» **Input records**:

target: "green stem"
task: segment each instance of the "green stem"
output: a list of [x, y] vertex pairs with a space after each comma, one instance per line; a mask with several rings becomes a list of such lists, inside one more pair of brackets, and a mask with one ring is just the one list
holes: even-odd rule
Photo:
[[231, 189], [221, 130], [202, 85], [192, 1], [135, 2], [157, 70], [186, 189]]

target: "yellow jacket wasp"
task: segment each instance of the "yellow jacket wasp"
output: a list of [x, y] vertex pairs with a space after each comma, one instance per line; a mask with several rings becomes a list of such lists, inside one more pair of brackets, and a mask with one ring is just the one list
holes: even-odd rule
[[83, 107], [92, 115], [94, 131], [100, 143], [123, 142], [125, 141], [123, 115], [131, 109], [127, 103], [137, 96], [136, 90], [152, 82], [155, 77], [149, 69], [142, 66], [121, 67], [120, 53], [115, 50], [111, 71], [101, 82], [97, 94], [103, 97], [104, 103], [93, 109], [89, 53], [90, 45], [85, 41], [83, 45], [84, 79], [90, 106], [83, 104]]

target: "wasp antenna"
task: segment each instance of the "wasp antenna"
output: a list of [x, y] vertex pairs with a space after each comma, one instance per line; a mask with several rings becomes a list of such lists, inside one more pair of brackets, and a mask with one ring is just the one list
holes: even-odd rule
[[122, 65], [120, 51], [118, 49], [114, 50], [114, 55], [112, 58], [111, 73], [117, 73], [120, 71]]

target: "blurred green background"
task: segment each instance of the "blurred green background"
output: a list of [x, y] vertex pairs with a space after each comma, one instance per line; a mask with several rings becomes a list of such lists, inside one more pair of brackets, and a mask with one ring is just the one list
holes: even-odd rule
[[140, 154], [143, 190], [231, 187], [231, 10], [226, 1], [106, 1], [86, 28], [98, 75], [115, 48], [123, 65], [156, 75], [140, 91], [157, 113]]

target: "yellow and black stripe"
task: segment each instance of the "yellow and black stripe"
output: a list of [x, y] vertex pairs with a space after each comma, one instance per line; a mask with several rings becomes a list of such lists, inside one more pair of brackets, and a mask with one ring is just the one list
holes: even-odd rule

» **Set exercise**:
Can you copy out the whole listing above, line for line, with nothing changed?

» **Finished answer**:
target: "green stem"
task: segment each instance of the "green stem"
output: a list of [x, y] vertex pairs with a space after each comma, one instance per line; a mask with several rings becomes a list of such lists, inside one more pair of brackets, and a mask with one ring is just the one list
holes: even-odd rule
Photo:
[[231, 189], [221, 130], [202, 85], [192, 1], [135, 2], [157, 70], [186, 189]]

target: "yellow jacket wasp"
task: segment each instance of the "yellow jacket wasp"
output: a list of [x, y] vertex pairs with a space after each comma, one instance per line; a mask with several rings becomes a list of such lists, inside one more pair of brackets, and a mask with one ring is just the one list
holes: even-odd rule
[[83, 107], [92, 115], [94, 131], [100, 143], [123, 142], [125, 141], [123, 115], [131, 109], [127, 103], [137, 96], [136, 90], [152, 82], [155, 77], [149, 69], [142, 66], [121, 67], [120, 53], [115, 50], [111, 71], [101, 82], [97, 94], [103, 97], [104, 103], [93, 109], [89, 53], [90, 45], [85, 41], [83, 45], [84, 79], [90, 106], [83, 104]]

target: "wasp antenna"
task: segment each instance of the "wasp antenna"
output: a list of [x, y] vertex pairs with a space after each comma, one instance per line; a mask with several rings becomes a list of such lists, inside one more pair of brackets, and a mask with one ring is just the one list
holes: even-odd rule
[[122, 65], [120, 51], [118, 49], [114, 50], [114, 55], [112, 58], [111, 73], [117, 73], [120, 71]]

target: "blurred green background"
task: segment each instance of the "blurred green background"
output: a list of [x, y] vertex pairs with a space after each comma, one instance per line; a mask with several rings becomes a list of such lists, inside one more pair of brackets, and a mask with one ring is just the one list
holes: even-odd rule
[[140, 154], [143, 190], [231, 187], [231, 10], [226, 1], [106, 1], [86, 28], [98, 75], [115, 48], [123, 65], [156, 75], [140, 91], [157, 113]]

target: "yellow and black stripe"
task: segment each instance of the "yellow and black stripe"
output: a list of [x, y] vertex pairs with a space after each comma, one instance per line; a mask with several rings becomes a list of such lists, inside one more pair of brackets, and a mask with one ring is just the one list
holes: even-odd rule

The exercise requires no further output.